### DIRECTIONS
From the passage on Cryosophila, rewrite the part starting at "In the first" and ending at "the genus Schippia.", swapping "phylogenetic analyses" for "genetic studies".

### PASSAGE TO READ
Cryosophila is distinguished from related genera by its long, branched spines which are derived from modified roots. These downward-pointing spines cover the trunk, often quite densely. The genus is one of the few palms which use modified roots as spines, and its spines are unlike any others in morphology or appearance. The density of spines varies from less than 25 over a 10 cm length of stem in some species to others where the entire stem is covered by a dense mass of spines.

==Taxonomy==

In the first edition of Genera Palmarum (1987), Natalie Uhl and John Dransfield placed the genus Cryosophila in subfamily Coryphoideae, tribe Corypheae and subtribe Thrinacinae Subsequent phylogenetic analyses showed that the Old World and New World members of Thrinacinae are not closely related. As a consequence, Cryosophila and related genera were places in their own tribe, Cryosophileae. Within this tribe, Cryosophila appears to be most closely related to the genus Schippia.

===History===
The earliest botanical description of the species in the genus were made by Alexander von Humboldt, Aimé Bonpland and Carl Sigismund Kunth in 1816. They named two species, Corypha nana and Chamaerops mocini. Although these species were placed in different genera (both of which are now considered to be restricted to the Old World), today they are both thought to represent the same species—Cryosophila nana. In 1838 or 1839 Carl Ludwig Blume coined the name Cryosophila specifically for C. nana, but did not actually publish the combination and it was only validated in 1887 with the publication of Blume's combination by Carl E. Salomon in 1887. German botanist Hermann Wendland established a new genus, Acanthorrhiza, in 1869. He included two species in the genus, A. aculeata, which he transferred from Trithrinax where it had been placed by Danish botanist Frederik Michael Liebmann when he described it in 1853, and A. warscewiczii, for which Wendland provided the first description. Acanthorrhiza aculeata was based on a specimen now considered to belong to C. nana, but was defined in such a way that it also included another species, C. stauracantha. It was not until 1935 that American botanist Harley Bartlett realised that A. aculeata was the same as the pair of species that had been described by Kunth.

### SUPPLIED INFORMATION
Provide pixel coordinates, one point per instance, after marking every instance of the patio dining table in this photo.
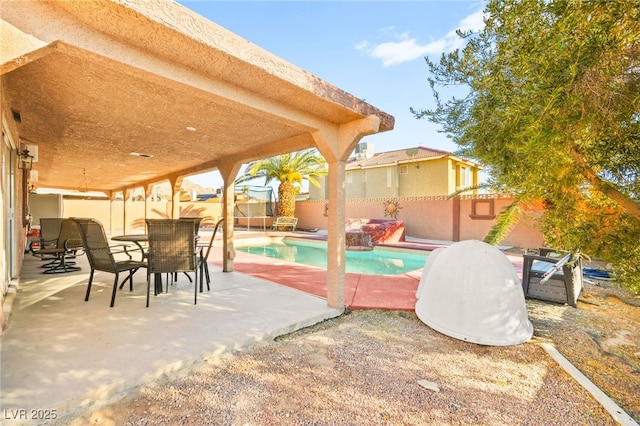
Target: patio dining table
(140, 240)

### RESULT OF THE TASK
In the first edition of Genera Palmarum (1987), Natalie Uhl and John Dransfield placed the genus Cryosophila in subfamily Coryphoideae, tribe Corypheae and subtribe Thrinacinae Subsequent genetic studies showed that the Old World and New World members of Thrinacinae are not closely related. As a consequence, Cryosophila and related genera were places in their own tribe, Cryosophileae. Within this tribe, Cryosophila appears to be most closely related to the genus Schippia.